═════ EXTRAIT
Sur ce plan de la ville tiré de la Cosmographie de Sebastian Münster de 1548, figurent encore l'église sanct Steffan, un puits à balancier et les bâtiments de la commanderie de l'ordre teutonique.
Nous proposons ici le premier article d'une série consacrée au village disparu de Suntheim. Pour beaucoup, ce nom évoque le C.A.T. Moulin de Sundheim, pour d’autres un centre équestre ou une pension pour chiens et chats. Pour quelques rares autres, un hameau disparu, il y a bien longtemps, au sud de Rouffach, du côté du C.H.S.
Victime de l'oubli...
Thiébaut Walter termine son article consacré aux trouvailles faites au moment des travaux de terrassement pour la construction du C.H.S., en souhaitant qu’après avoir détruit sans scrupules les vestiges de Suntheim, les décideurs compétents rappellent au moins son souvenir en incluant le nom du village disparu dans le nom donné au futur établissement. Il n’a pas été écouté... Ce lieu mériterait au moins une signalisation, rien qu'un petit panneau, comme ceux qui signalent les lieux-dits, au bord de la route et qui rappellerait ce village disparu...
══════════
CONSIGNE
Répondez aux questions suivantes à partir de l'extrait.
(a) De quel ouvrage, et de quelle année, le plan de la ville est-il tiré ?
(b) Où se trouvait le hameau disparu de Suntheim ?
(c) Quel souhait Thiébaut Walter formule-t-il à la fin de son article ?
Le matériel ci-dessous n'a aucun rapport avec l'extrait.
═════ DONNÉES FOURNIES
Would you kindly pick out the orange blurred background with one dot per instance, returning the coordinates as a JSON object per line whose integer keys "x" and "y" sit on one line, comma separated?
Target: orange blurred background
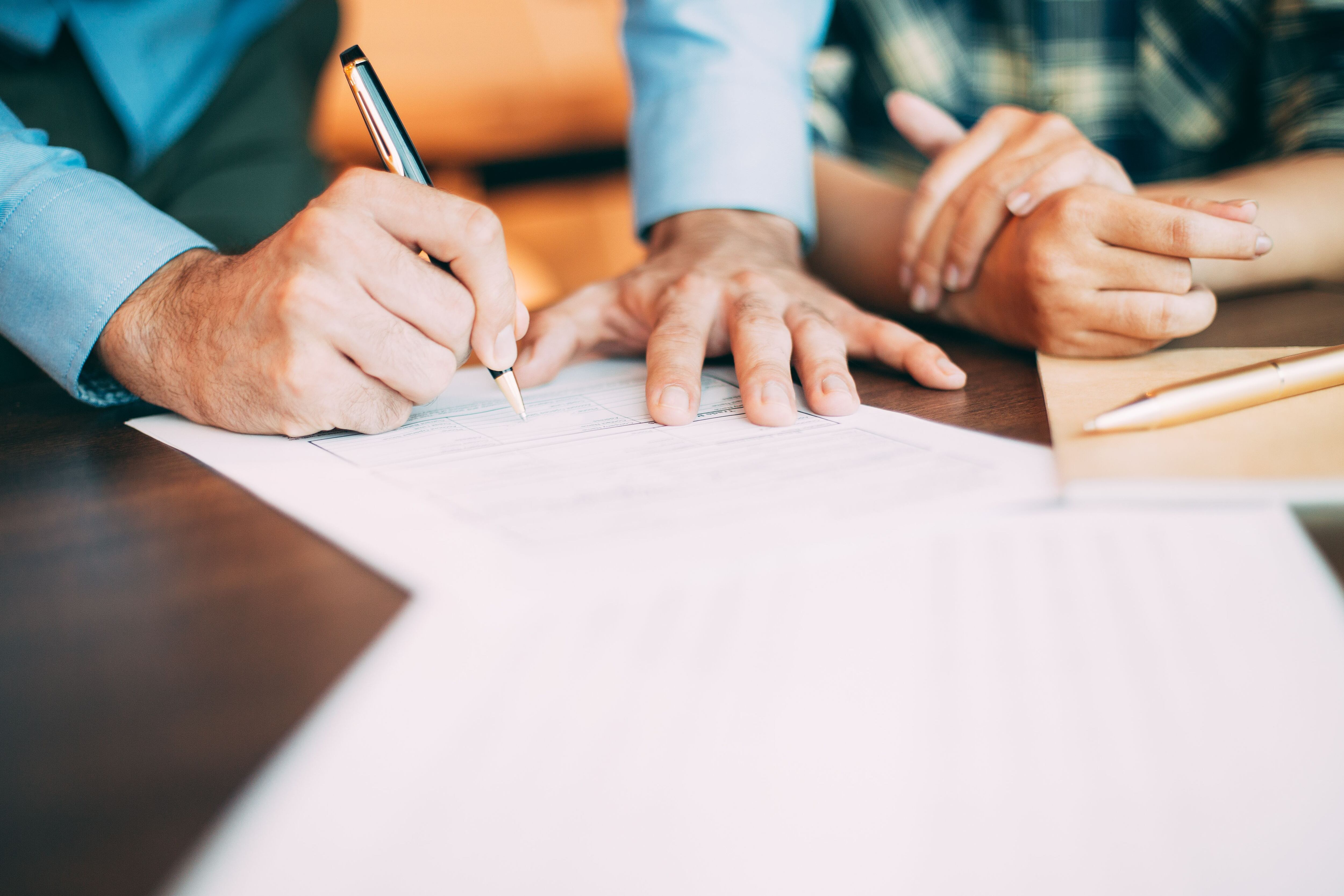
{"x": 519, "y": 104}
══════════
EXERCICE CORRIGÉ
(a) Le plan est tiré de la Cosmographie de Sebastian Münster, parue en 1548.
(b) Il se trouvait au sud de Rouffach, du côté du C.H.S.
(c) Il souhaite que les décideurs compétents incluent le nom du village disparu dans le nom donné au futur établissement.